▸ Required action
How many lines in these entries contain the string "rusted"? Reply with the number alone.

▸ Available records
==============================

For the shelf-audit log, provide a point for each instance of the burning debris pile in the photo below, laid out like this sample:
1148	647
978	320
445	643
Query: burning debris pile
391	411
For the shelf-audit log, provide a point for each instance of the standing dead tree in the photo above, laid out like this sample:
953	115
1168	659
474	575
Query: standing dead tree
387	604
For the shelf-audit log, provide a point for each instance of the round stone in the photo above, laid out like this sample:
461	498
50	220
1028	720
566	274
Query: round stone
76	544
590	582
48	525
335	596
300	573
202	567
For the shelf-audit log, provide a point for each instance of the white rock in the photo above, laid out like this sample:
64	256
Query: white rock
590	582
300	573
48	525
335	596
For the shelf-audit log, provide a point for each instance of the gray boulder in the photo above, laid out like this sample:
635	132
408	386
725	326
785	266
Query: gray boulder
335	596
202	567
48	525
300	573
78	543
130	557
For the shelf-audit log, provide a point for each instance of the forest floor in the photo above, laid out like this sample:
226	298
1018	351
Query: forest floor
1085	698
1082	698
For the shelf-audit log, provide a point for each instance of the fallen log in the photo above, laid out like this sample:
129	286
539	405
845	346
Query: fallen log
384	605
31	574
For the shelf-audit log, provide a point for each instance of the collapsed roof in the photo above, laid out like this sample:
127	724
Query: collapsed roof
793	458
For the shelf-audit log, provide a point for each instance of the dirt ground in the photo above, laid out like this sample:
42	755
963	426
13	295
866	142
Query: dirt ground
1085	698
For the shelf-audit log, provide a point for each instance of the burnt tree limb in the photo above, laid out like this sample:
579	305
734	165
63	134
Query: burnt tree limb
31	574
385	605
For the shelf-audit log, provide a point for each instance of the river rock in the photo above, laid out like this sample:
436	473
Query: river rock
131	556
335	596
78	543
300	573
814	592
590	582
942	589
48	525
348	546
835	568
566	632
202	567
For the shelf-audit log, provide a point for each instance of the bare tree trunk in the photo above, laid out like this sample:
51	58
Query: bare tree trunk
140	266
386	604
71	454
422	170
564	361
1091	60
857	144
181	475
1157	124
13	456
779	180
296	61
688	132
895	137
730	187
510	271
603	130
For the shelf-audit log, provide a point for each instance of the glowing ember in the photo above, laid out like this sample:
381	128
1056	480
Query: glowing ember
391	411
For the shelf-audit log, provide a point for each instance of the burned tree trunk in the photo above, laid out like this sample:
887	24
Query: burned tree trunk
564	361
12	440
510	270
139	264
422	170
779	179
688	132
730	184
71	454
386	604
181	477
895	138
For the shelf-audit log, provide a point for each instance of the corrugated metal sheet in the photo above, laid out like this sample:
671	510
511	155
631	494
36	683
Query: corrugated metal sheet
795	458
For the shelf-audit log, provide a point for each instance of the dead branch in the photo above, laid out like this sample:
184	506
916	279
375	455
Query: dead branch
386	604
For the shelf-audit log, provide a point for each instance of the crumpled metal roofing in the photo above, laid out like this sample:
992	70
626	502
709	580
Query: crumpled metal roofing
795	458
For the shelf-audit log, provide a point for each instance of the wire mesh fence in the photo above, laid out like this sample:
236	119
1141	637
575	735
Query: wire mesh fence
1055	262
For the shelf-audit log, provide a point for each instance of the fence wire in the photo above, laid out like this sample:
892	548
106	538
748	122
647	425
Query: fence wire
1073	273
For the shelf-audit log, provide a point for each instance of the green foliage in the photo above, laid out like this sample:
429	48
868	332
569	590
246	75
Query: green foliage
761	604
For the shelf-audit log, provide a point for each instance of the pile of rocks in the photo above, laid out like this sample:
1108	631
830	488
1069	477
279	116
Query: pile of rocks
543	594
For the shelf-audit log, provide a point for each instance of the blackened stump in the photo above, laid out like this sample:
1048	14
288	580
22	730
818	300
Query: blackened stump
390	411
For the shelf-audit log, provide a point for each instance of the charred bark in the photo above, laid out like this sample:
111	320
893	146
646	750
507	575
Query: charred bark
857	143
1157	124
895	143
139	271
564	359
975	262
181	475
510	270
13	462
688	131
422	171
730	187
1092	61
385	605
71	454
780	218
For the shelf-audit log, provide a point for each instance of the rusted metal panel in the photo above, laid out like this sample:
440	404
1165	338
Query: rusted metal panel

==============================

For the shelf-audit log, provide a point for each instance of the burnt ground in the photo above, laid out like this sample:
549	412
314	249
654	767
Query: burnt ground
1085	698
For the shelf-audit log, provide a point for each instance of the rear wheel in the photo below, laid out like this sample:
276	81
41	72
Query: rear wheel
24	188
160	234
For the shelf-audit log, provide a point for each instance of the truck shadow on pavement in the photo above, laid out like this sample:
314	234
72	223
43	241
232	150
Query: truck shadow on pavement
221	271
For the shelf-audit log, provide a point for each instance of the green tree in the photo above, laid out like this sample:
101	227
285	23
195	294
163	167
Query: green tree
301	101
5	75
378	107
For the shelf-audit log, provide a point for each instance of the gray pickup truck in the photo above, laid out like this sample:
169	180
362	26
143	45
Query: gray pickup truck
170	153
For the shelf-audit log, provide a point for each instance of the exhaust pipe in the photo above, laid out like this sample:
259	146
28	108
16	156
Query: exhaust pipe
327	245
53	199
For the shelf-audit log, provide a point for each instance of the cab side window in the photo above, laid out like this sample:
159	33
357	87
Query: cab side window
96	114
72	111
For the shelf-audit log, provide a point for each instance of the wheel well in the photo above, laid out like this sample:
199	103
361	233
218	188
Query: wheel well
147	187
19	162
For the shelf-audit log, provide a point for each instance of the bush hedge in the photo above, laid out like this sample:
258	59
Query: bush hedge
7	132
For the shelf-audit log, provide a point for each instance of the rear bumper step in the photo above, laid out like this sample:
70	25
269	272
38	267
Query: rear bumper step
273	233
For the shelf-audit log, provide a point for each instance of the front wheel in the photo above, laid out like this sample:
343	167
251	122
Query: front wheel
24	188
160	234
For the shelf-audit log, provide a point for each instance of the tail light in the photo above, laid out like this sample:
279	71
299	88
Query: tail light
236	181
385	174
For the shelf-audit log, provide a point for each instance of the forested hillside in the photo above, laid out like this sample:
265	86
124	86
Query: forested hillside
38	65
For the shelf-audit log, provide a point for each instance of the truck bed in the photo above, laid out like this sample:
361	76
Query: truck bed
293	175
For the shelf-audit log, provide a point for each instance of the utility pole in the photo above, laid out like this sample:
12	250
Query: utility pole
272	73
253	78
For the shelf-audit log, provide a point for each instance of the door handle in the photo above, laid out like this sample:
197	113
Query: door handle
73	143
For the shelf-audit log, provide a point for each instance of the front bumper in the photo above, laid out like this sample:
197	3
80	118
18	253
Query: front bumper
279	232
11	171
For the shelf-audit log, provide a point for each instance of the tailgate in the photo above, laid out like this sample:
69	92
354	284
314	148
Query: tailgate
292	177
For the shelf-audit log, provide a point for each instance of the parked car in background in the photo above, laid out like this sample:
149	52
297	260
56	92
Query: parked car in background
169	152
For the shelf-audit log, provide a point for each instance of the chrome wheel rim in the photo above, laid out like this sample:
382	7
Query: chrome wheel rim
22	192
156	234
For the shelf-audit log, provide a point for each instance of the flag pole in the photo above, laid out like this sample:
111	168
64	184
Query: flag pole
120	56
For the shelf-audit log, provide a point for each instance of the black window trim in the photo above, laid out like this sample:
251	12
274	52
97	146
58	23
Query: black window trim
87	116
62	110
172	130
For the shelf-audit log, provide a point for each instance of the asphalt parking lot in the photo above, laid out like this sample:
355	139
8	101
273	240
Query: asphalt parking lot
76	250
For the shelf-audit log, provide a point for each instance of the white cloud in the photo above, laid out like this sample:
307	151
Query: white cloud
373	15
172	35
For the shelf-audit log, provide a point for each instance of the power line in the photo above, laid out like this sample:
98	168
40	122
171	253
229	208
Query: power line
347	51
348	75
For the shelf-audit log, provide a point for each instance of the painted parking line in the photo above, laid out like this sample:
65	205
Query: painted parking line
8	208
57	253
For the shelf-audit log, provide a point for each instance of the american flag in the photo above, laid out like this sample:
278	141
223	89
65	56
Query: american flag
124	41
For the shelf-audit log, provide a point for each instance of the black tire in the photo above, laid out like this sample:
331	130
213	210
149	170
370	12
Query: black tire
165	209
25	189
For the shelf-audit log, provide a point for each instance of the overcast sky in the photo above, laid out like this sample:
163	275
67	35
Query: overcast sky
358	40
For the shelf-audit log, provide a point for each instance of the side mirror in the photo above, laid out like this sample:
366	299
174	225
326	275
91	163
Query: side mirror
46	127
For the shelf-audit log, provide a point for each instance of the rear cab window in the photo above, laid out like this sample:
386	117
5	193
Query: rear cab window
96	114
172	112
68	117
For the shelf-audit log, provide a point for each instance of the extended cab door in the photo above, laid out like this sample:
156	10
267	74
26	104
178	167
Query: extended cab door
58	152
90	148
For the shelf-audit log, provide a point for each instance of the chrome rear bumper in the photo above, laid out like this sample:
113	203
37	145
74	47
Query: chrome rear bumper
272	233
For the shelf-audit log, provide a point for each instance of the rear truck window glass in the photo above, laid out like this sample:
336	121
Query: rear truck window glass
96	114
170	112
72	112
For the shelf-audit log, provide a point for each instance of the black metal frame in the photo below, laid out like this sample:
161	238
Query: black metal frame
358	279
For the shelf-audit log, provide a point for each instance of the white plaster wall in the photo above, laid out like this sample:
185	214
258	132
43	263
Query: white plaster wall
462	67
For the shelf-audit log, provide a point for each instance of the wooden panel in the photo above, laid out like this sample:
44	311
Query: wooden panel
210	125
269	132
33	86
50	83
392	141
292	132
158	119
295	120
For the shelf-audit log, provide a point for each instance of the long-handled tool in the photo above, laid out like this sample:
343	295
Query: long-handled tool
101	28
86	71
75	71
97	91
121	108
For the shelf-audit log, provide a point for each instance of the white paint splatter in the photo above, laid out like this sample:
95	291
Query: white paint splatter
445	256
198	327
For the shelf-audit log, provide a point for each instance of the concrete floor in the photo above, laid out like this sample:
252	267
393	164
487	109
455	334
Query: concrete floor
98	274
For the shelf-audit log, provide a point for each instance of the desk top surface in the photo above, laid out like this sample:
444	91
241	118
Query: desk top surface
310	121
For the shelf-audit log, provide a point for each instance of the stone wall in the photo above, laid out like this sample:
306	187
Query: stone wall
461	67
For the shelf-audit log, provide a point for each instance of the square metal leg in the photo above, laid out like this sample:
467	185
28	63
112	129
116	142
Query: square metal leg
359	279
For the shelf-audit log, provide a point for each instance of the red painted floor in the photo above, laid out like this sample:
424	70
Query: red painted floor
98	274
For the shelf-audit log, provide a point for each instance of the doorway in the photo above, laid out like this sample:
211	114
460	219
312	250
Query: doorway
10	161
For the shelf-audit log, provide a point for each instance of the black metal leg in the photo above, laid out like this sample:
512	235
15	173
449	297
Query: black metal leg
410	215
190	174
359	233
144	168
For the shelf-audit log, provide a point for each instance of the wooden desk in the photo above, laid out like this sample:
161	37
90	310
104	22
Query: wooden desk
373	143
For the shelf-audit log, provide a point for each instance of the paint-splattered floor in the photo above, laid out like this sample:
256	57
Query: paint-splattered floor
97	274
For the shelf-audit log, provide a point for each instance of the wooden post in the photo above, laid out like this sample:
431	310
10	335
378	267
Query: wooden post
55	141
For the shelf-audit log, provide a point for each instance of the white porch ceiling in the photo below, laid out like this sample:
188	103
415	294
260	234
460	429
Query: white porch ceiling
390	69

==============================

▸ Finished task
2